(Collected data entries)
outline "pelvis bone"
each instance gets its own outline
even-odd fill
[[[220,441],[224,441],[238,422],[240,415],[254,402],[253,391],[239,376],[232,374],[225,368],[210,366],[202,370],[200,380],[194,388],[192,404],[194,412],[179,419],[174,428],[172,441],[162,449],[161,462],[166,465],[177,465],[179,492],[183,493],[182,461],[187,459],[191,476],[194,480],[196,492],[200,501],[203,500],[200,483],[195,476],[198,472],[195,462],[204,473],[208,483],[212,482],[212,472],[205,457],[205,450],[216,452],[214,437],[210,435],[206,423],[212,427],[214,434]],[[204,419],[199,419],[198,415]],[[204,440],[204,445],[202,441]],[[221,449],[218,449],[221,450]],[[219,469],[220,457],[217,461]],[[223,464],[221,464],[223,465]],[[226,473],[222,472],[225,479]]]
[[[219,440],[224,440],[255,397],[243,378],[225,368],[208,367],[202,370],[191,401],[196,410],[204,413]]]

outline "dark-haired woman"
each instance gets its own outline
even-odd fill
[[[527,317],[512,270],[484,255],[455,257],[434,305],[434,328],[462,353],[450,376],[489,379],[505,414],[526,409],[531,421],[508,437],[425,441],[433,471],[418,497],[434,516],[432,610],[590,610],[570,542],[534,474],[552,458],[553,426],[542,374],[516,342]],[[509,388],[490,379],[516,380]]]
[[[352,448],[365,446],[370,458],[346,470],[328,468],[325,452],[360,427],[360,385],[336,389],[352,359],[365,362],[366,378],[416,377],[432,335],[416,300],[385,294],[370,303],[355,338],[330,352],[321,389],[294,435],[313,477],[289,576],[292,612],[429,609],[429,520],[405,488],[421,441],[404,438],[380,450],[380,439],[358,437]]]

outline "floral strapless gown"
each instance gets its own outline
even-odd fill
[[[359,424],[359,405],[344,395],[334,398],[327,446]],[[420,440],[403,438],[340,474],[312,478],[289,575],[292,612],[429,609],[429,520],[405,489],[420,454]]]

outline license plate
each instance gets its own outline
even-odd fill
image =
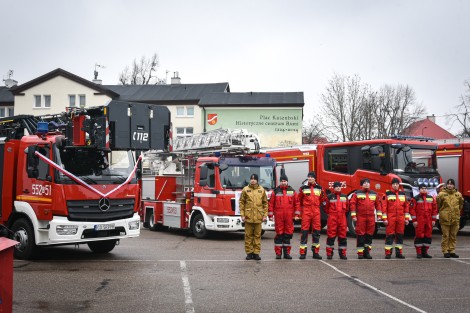
[[[101,225],[95,225],[95,230],[110,230],[114,229],[116,226],[114,224],[101,224]]]

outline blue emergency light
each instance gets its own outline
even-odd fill
[[[49,123],[48,122],[38,122],[38,134],[47,134],[49,132]]]

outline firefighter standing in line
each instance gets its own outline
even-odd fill
[[[378,217],[382,212],[378,194],[370,190],[370,180],[361,179],[361,186],[362,189],[355,191],[349,202],[351,218],[356,222],[358,259],[372,259],[370,250],[375,233],[375,211]]]
[[[326,257],[328,260],[333,258],[335,238],[338,236],[338,251],[341,260],[347,260],[346,248],[348,231],[348,222],[346,214],[349,212],[348,196],[341,193],[341,183],[333,183],[334,192],[327,196],[325,213],[328,214],[328,226],[326,238]]]
[[[245,252],[247,260],[261,260],[261,223],[268,217],[266,191],[258,184],[258,175],[250,176],[250,184],[240,196],[240,216],[245,222]]]
[[[411,200],[410,214],[416,233],[416,257],[430,259],[432,256],[428,251],[432,241],[432,228],[436,224],[437,204],[436,199],[428,195],[425,184],[419,185],[419,195]]]
[[[284,259],[292,259],[290,256],[292,234],[294,233],[294,217],[300,215],[299,201],[297,194],[291,186],[289,186],[287,176],[285,174],[280,177],[280,185],[274,189],[271,199],[269,199],[269,217],[274,214],[275,231],[274,252],[276,259],[280,259],[284,252]]]
[[[463,212],[464,199],[455,189],[455,180],[448,179],[446,188],[437,195],[439,224],[442,230],[441,248],[445,258],[458,258],[455,253],[457,233],[460,227],[460,215]]]
[[[398,178],[392,179],[392,190],[387,190],[382,201],[382,220],[385,228],[385,258],[392,257],[393,241],[395,241],[395,256],[404,259],[403,235],[405,224],[410,221],[409,203],[406,194],[400,189]]]
[[[312,229],[312,252],[314,259],[321,259],[320,251],[320,230],[321,212],[320,205],[326,201],[323,188],[315,181],[315,172],[307,175],[308,184],[302,185],[299,189],[299,204],[302,211],[302,225],[300,237],[300,259],[307,256],[307,241],[309,230]]]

**DIRECTIONS:**
Write out all of the data above exactly, without any of its pictures.

**RESULT OF THE EXERCISE:**
outline "pelvis bone"
each instance gets its own outline
even-odd fill
[[[220,441],[224,441],[238,422],[240,415],[254,402],[253,391],[239,376],[232,374],[225,368],[210,366],[202,370],[200,380],[194,388],[192,404],[194,412],[179,419],[174,428],[172,441],[162,449],[161,462],[166,465],[177,465],[179,492],[183,493],[182,461],[187,459],[191,476],[194,480],[196,492],[200,501],[203,500],[200,483],[195,476],[198,472],[195,462],[204,473],[208,483],[212,482],[212,472],[205,457],[205,450],[216,452],[214,437],[210,435],[206,423],[212,427],[214,434]],[[204,419],[199,419],[198,415]],[[204,440],[204,445],[202,441]],[[221,449],[218,449],[221,450]],[[219,469],[220,457],[217,461]],[[223,464],[221,464],[223,465]],[[226,473],[222,472],[225,479]]]
[[[219,440],[224,440],[255,397],[243,378],[225,368],[208,367],[202,370],[191,401],[196,410],[204,413]]]

outline "dark-haired woman"
each instance gets its own outline
even-odd fill
[[[527,317],[512,270],[484,255],[455,257],[434,305],[434,328],[462,353],[450,376],[489,379],[505,414],[526,409],[531,421],[508,437],[425,441],[433,471],[418,497],[434,516],[432,610],[590,610],[570,542],[534,474],[552,458],[553,426],[542,374],[516,342]],[[509,388],[490,379],[516,380]]]
[[[352,448],[365,446],[370,458],[346,470],[328,468],[325,452],[360,427],[360,385],[336,389],[352,359],[365,362],[366,378],[416,377],[432,335],[416,300],[385,294],[370,303],[355,338],[330,352],[321,389],[294,435],[313,477],[289,576],[292,612],[429,609],[429,520],[405,488],[421,441],[404,438],[380,450],[380,439],[358,437]]]

outline "floral strapless gown"
each instance gets its own outline
even-odd fill
[[[359,424],[359,405],[344,395],[334,398],[327,446]],[[420,440],[403,438],[340,474],[312,478],[289,575],[292,612],[429,609],[429,520],[405,489],[420,454]]]

outline license plate
each instance gets its own outline
even-odd fill
image =
[[[101,225],[95,225],[95,230],[110,230],[114,229],[116,226],[114,224],[101,224]]]

outline blue emergency light
each instance gets its own outline
even-odd fill
[[[49,123],[48,122],[38,122],[38,134],[47,134],[49,132]]]

outline firefighter standing in line
each instance gets its own outline
even-odd fill
[[[378,217],[382,212],[378,194],[370,190],[370,180],[361,179],[361,186],[362,189],[355,191],[349,202],[351,218],[356,222],[358,259],[372,259],[370,250],[375,233],[375,211]]]
[[[326,257],[328,260],[333,258],[335,238],[338,236],[338,251],[341,260],[347,260],[346,248],[348,231],[348,222],[346,214],[349,212],[348,196],[341,193],[341,183],[333,183],[334,192],[327,196],[325,213],[328,214],[328,226],[326,238]]]
[[[245,252],[247,260],[261,260],[261,223],[268,217],[266,191],[258,184],[258,175],[250,176],[250,184],[240,196],[240,216],[245,222]]]
[[[411,200],[410,214],[416,233],[416,257],[430,259],[432,256],[428,251],[432,241],[432,228],[436,224],[437,204],[436,199],[428,195],[425,184],[419,185],[419,195]]]
[[[284,259],[292,259],[290,256],[292,234],[294,233],[294,217],[300,215],[299,201],[297,194],[291,186],[289,186],[287,176],[285,174],[280,177],[280,185],[274,189],[271,199],[269,199],[269,217],[274,214],[275,231],[274,252],[276,259],[280,259],[284,252]]]
[[[463,212],[464,199],[455,189],[455,180],[448,179],[446,188],[437,195],[439,224],[442,230],[441,248],[445,258],[458,258],[455,253],[457,233],[460,227],[460,215]]]
[[[398,178],[392,179],[392,190],[387,190],[382,201],[382,220],[385,228],[385,258],[392,257],[393,241],[395,241],[395,256],[404,259],[403,235],[405,224],[410,221],[409,203],[406,194],[400,189]]]
[[[312,229],[312,252],[314,259],[321,259],[320,251],[320,230],[321,212],[320,205],[326,201],[323,188],[315,181],[315,172],[307,175],[308,184],[302,185],[299,189],[299,204],[302,211],[302,225],[300,237],[300,259],[307,256],[307,241],[309,230]]]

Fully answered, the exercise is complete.